Data provided:
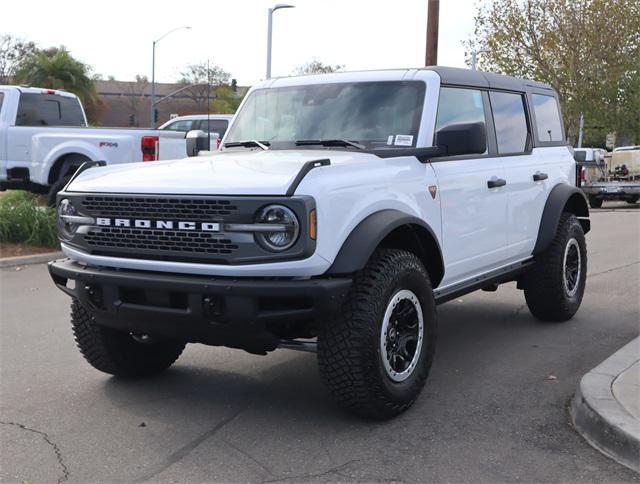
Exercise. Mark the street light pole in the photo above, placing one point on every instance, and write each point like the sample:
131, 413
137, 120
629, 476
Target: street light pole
152, 118
474, 58
270, 33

Given instruction: Copy the records above word for word, every line of them, but leave out the pictures.

Solution to the problem:
Exercise. Mark the street light pole in the photo above, placing one point on every instance, and write each point like the sample:
131, 413
137, 120
629, 476
Target: street light pole
152, 118
474, 58
270, 33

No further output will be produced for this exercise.